→ Task description:
The lines to repeat run from the one containing "Where can the overgrown" through the last line of the records below; repeat them exactly and give nothing more.

■ ■ ■ ■ ■

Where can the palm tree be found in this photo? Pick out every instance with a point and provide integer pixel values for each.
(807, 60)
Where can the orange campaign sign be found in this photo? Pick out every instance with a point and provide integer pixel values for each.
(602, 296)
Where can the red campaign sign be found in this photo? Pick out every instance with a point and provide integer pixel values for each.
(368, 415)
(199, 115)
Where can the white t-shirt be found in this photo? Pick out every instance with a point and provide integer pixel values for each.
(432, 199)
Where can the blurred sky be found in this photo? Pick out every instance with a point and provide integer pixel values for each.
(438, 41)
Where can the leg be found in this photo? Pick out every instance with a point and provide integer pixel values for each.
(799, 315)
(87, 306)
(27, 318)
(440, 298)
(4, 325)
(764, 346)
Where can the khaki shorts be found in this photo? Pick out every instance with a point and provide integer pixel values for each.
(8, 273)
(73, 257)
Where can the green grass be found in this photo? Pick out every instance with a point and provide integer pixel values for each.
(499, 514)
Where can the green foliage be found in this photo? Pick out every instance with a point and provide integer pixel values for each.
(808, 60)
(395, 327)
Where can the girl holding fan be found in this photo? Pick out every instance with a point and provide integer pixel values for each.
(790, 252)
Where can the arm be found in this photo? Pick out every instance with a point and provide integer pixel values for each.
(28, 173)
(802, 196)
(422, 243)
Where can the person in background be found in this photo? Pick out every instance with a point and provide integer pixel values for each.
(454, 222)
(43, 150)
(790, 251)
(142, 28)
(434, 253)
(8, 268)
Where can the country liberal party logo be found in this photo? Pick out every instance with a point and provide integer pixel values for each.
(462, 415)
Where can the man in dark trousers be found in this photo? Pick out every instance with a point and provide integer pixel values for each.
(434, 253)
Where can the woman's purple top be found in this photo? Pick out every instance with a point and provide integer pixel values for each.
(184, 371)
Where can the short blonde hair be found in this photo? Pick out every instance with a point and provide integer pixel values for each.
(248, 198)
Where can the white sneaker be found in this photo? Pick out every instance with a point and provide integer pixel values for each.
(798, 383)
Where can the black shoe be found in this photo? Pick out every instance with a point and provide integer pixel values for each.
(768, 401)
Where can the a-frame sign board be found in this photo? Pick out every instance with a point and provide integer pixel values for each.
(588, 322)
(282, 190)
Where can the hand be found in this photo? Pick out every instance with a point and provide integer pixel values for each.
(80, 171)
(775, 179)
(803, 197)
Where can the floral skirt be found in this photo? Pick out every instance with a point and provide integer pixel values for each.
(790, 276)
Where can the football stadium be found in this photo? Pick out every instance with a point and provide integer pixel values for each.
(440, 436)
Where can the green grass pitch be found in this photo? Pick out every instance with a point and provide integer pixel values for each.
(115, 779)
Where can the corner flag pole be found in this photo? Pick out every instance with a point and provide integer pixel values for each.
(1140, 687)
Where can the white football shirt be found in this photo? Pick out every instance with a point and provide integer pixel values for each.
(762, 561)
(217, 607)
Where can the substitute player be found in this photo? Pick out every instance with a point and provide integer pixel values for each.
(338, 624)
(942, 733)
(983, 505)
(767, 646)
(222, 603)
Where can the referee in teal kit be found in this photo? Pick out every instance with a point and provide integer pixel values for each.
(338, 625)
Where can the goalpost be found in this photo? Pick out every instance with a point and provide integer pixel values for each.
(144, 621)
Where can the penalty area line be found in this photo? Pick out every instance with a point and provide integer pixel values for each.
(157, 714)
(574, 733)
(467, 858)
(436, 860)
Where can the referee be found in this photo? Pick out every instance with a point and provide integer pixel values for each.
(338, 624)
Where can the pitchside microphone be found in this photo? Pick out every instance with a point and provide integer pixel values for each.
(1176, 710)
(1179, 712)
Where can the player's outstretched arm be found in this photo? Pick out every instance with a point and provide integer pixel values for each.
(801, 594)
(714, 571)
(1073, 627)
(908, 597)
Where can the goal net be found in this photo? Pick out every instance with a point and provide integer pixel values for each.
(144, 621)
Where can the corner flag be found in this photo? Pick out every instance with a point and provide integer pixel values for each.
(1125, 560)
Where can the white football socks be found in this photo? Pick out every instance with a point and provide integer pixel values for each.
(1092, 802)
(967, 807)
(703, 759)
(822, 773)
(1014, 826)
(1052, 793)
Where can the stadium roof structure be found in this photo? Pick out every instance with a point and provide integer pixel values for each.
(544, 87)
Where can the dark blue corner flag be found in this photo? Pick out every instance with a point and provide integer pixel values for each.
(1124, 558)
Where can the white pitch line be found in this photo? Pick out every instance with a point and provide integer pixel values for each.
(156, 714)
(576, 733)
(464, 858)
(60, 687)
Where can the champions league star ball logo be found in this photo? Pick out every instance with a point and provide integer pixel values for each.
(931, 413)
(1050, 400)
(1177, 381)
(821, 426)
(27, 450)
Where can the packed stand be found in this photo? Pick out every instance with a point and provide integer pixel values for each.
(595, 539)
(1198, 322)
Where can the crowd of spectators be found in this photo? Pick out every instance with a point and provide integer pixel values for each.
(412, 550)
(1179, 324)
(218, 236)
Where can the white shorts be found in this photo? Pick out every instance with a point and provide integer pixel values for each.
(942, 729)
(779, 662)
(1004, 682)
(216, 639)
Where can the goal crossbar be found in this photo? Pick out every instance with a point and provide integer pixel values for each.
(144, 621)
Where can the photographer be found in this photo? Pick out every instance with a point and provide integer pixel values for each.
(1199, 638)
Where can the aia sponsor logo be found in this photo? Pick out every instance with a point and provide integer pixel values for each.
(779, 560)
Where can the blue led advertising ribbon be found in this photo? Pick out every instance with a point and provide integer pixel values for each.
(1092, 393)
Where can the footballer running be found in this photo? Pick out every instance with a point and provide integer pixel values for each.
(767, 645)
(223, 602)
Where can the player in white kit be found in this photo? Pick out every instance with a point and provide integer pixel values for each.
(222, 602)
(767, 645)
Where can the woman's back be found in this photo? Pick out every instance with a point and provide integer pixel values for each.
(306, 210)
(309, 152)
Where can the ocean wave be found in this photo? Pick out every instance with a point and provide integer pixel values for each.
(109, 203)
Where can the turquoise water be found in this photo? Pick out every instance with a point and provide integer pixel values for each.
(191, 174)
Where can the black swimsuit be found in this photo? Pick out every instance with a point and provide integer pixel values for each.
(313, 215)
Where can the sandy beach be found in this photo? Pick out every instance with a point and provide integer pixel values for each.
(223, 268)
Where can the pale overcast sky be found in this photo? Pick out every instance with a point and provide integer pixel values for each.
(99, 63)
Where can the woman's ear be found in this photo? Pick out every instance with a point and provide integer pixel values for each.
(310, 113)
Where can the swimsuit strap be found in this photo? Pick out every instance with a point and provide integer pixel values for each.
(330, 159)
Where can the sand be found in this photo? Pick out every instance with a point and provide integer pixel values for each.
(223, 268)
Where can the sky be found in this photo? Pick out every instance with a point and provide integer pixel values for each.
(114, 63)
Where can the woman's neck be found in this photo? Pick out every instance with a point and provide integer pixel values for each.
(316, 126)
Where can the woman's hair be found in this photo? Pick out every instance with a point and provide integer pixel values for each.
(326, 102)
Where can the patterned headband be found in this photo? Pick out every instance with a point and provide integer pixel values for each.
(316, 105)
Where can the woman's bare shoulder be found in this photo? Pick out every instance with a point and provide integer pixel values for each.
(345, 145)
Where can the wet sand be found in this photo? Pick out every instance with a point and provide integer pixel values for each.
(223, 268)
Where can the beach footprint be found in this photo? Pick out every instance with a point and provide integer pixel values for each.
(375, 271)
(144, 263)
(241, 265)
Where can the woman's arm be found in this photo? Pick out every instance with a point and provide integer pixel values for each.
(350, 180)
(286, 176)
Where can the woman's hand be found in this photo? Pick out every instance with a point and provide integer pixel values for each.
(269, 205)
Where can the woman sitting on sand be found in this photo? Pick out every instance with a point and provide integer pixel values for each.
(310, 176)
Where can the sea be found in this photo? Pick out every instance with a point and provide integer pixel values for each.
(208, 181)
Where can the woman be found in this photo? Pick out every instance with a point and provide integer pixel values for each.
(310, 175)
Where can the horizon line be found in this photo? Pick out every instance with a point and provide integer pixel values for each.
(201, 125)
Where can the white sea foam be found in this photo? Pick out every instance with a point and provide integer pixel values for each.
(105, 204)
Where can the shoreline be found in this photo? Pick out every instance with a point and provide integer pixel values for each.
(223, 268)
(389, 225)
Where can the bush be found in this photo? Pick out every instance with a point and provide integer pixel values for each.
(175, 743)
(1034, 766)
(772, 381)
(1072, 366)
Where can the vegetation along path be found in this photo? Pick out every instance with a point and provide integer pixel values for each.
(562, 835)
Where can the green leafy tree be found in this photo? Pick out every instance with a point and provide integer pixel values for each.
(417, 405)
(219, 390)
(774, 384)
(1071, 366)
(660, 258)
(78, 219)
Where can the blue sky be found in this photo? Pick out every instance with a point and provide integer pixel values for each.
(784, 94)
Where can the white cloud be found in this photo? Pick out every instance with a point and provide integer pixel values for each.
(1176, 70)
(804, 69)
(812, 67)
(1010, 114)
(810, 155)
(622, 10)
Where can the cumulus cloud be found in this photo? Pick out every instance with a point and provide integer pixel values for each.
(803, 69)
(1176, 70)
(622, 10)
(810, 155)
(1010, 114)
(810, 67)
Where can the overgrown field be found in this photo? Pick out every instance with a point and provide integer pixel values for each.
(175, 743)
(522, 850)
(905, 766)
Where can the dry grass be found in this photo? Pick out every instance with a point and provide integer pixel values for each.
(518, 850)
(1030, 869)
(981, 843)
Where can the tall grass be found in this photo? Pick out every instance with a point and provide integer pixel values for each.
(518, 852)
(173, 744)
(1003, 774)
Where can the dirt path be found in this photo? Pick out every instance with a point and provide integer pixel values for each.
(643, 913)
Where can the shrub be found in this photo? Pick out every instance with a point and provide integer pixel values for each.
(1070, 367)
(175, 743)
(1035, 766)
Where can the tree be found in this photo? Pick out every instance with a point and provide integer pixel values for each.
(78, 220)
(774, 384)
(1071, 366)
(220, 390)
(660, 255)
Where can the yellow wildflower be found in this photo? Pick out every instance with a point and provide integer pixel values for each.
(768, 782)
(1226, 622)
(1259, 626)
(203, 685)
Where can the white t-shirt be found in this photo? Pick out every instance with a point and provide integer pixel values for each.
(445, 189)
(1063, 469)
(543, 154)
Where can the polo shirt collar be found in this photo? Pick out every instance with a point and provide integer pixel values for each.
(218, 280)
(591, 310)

■ ■ ■ ■ ■

→ Completed exercise:
Where can the overgrown field be found in this photo? Pick out every instance with a point and provide integer pixel values for each.
(175, 743)
(522, 850)
(905, 766)
Where can the dry grass be found in this photo? Pick out every instance with a point and provide integer pixel values for each.
(518, 850)
(1030, 869)
(981, 843)
Where can the tall grass be found in this photo? Pick out every instance with a point and provide integer pixel values for each.
(518, 852)
(173, 744)
(1003, 774)
Where can the dirt path be found in this photo? Pick out every instance with a point and provide integer pixel values for each.
(643, 913)
Where can the shrub be found in this photo? Pick out every instance with a point and provide integer pixel values for each.
(1070, 367)
(175, 743)
(1035, 766)
Where can the tree be found in this photo? Pick out every instance with a point and provide integer pixel values for each.
(78, 220)
(774, 384)
(1071, 366)
(220, 390)
(660, 255)
Where can the yellow wildflower be found in this photo? Pick out every instance with a point and provide integer pixel values for each.
(768, 782)
(1226, 622)
(1259, 626)
(203, 685)
Where can the white t-shirt be found in this photo? Pick out every instance with a point and provide integer pixel values for each.
(445, 189)
(1063, 469)
(543, 154)
Where can the polo shirt collar be found in this photo? Pick out every instance with a point and provide integer pixel values for each.
(218, 280)
(591, 310)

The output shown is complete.